**** Texte source ****
Toujours en matière de nouvelles prises en charge assurées par les départements, il faut noter celles qui concernent les mineurs étrangers isolés. Ces jeunes aux profils bien différents contraignent nos services départementaux à un suivi très spécifique, tant administratif que sanitaire et socio-éducatif. À ce titre, je remarque - c’est un point quelque peu paradoxal – que nous avons institué, à l’occasion de l’examen du projet de loi portant nouvelle organisation territoriale de la République, un prélèvement sur les recettes de l’État au profit des départements pour financer cette prise en charge. N’y avait-il pas lieu de prévoir un tel dispositif dans le cadre du présent texte, alors même que la question est largement ouverte ?

Il y a enfin les abondantes contraintes qui ont pesé sur les départements : élaborations de schémas, de plans, mises en place de cellules, d’observatoires, de commissions ou autres protocoles, créations de tableaux de bord, etc. Ces mesures, certes utiles – ces travaux nous permettent de remettre en cause nos pratiques –, se révèlent chronophages pour nos services. N’oublions pas non plus les audits internes que nous pouvons commander ou les audits externes auxquels nous sommes soumis, notamment ceux de la Cour des comptes et de l’Inspection générale des affaires sociales.
**** Jeu de données ****
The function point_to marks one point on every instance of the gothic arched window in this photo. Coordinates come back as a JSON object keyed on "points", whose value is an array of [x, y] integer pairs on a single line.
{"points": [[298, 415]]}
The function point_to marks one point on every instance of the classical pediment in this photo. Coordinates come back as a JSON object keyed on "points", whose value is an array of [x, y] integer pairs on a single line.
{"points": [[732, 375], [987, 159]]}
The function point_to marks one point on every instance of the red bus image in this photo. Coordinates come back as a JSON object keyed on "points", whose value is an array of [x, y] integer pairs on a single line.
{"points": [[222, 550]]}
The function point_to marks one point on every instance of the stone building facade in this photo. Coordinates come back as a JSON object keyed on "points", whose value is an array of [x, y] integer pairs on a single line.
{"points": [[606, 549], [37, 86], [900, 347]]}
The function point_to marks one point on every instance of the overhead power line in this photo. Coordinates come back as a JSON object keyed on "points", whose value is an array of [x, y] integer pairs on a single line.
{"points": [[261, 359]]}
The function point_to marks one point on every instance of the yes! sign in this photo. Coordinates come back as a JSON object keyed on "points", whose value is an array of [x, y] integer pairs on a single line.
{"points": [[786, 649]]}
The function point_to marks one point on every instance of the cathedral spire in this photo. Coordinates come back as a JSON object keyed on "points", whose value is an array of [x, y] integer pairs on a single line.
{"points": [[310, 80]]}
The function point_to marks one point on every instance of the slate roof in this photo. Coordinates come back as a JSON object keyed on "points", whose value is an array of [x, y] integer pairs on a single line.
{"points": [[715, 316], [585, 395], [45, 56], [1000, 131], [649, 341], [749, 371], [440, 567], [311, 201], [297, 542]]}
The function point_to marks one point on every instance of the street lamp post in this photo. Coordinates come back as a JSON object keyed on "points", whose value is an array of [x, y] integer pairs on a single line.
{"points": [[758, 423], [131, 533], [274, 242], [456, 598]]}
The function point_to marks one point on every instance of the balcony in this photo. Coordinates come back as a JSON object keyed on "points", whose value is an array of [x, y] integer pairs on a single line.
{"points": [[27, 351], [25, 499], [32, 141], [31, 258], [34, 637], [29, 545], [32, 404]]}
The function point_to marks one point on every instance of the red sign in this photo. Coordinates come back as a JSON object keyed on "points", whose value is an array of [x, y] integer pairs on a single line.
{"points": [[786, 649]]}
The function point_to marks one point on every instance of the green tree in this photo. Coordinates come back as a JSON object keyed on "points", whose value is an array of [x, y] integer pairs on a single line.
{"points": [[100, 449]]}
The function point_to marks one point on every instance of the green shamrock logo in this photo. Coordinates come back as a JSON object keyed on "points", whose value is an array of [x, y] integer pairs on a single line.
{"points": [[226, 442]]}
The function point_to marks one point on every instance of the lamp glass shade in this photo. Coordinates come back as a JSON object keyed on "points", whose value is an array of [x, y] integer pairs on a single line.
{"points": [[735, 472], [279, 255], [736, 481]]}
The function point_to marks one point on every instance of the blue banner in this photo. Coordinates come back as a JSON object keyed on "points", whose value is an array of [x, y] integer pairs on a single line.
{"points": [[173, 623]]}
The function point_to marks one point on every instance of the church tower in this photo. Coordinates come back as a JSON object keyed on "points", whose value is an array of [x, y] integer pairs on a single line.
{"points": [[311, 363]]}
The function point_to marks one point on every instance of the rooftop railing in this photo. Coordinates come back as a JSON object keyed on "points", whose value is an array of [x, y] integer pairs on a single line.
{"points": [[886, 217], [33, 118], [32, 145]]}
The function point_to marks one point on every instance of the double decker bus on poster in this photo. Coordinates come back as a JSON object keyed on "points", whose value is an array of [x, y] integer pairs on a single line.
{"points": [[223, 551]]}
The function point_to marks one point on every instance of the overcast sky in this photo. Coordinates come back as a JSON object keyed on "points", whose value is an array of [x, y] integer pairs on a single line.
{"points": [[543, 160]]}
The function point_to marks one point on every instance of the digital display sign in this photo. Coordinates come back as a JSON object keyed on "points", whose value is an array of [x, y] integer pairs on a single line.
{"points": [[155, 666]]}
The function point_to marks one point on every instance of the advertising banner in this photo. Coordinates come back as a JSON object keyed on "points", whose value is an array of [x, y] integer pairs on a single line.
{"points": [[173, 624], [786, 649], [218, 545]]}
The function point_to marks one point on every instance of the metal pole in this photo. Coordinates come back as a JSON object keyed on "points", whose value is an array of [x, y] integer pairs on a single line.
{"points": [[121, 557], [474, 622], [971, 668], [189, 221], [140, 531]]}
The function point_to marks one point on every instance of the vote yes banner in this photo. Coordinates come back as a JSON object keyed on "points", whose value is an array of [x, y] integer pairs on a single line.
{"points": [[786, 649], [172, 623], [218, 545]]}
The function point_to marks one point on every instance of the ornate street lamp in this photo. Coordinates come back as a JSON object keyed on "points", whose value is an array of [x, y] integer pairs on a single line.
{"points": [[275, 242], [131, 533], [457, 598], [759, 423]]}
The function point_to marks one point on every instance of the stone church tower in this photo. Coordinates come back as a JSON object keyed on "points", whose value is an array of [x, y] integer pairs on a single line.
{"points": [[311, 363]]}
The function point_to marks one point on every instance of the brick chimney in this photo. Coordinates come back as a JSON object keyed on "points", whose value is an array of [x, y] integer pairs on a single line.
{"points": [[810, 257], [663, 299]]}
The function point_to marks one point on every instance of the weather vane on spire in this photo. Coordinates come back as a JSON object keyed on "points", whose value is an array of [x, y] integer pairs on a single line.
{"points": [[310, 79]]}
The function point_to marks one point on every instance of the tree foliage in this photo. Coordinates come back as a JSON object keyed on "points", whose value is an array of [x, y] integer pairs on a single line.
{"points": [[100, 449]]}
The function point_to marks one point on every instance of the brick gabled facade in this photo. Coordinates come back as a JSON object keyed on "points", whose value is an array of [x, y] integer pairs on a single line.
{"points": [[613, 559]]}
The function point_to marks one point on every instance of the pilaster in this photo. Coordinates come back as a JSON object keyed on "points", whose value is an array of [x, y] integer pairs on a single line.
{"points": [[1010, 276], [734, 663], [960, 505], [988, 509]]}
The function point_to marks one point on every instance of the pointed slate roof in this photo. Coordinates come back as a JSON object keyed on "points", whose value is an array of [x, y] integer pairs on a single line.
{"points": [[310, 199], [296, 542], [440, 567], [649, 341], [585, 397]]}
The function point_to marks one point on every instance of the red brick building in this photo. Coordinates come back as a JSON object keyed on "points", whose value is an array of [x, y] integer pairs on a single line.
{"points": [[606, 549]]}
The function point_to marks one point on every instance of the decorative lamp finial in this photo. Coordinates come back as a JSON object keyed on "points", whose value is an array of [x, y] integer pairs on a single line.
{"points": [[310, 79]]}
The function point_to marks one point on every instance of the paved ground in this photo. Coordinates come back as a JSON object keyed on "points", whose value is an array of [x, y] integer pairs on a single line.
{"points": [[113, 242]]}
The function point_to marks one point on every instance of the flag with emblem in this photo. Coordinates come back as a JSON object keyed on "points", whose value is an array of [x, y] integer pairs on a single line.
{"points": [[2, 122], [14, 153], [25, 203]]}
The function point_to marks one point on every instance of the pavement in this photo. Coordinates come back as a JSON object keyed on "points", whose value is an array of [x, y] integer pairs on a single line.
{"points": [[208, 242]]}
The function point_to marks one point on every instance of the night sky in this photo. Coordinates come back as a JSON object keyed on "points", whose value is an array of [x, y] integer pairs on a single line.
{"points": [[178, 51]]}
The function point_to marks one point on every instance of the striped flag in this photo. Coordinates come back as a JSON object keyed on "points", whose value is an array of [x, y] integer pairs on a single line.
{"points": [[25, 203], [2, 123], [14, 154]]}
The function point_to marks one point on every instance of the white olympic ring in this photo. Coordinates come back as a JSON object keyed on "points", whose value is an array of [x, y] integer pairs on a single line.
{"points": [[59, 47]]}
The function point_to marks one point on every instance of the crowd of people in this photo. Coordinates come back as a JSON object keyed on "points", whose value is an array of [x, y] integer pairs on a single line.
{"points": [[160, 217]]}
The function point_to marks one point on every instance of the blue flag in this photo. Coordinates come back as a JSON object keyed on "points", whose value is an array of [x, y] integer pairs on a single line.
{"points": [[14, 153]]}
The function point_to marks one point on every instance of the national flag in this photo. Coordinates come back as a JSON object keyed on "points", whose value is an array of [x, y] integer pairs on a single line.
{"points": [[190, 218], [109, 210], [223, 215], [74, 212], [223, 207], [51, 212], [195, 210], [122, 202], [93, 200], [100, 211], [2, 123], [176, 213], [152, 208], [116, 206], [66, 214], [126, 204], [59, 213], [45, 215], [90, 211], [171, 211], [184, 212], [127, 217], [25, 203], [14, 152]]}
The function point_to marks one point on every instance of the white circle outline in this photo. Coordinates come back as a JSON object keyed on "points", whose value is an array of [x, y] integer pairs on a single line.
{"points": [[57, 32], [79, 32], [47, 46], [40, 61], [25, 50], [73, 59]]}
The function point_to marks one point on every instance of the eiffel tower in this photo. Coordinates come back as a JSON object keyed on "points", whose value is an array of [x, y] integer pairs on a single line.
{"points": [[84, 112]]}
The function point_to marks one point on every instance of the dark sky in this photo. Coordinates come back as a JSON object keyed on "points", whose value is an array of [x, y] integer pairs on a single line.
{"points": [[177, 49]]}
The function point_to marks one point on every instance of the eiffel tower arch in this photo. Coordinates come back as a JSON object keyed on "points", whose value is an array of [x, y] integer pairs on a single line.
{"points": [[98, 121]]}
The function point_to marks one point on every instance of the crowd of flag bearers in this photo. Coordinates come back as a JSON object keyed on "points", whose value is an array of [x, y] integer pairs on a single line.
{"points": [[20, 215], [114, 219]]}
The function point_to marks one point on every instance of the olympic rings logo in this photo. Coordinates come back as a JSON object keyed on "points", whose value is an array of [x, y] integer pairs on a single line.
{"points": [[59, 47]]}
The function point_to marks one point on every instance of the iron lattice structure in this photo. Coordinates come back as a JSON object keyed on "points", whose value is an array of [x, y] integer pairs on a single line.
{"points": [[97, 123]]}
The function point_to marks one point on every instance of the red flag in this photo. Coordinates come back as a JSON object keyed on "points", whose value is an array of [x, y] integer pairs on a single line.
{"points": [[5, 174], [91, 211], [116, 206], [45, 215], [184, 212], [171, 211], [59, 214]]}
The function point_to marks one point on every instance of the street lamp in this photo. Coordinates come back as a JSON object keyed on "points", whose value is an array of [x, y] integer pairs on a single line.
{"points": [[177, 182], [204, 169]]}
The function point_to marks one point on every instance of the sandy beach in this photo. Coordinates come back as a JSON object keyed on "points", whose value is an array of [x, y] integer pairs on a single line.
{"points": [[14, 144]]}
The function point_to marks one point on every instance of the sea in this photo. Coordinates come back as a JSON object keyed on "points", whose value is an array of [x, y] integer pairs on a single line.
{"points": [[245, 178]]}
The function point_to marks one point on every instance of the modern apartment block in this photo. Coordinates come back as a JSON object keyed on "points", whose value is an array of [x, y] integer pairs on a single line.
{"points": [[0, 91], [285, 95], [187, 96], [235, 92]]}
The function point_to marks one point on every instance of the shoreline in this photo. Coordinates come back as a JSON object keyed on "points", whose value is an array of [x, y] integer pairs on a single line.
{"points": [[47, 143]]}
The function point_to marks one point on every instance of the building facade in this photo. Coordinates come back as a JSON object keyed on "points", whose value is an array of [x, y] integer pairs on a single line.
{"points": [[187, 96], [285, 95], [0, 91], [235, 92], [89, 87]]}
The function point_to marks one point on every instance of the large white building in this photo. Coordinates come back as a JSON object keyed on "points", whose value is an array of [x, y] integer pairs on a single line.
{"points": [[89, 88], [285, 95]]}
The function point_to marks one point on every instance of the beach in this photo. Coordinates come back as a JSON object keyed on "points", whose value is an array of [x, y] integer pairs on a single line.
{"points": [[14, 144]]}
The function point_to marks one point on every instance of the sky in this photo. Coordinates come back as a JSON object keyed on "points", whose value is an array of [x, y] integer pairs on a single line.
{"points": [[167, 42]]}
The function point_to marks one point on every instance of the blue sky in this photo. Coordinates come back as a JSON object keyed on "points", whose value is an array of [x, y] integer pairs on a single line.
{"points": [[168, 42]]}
****
Exercice A:
D'après le texte source, le suivi des mineurs étrangers isolés est de quelles natures ?
Exercice B:
Dans le texte source, quels organismes sont nommés comme auteurs d'audits externes auxquels les départements sont soumis ?
Ces enregistrements n'ont aucun rapport avec le texte source.

Zone de réponse A:
Administratif, sanitaire et socio-éducatif.

Zone de réponse B:
La Cour des comptes et l'Inspection générale des affaires sociales.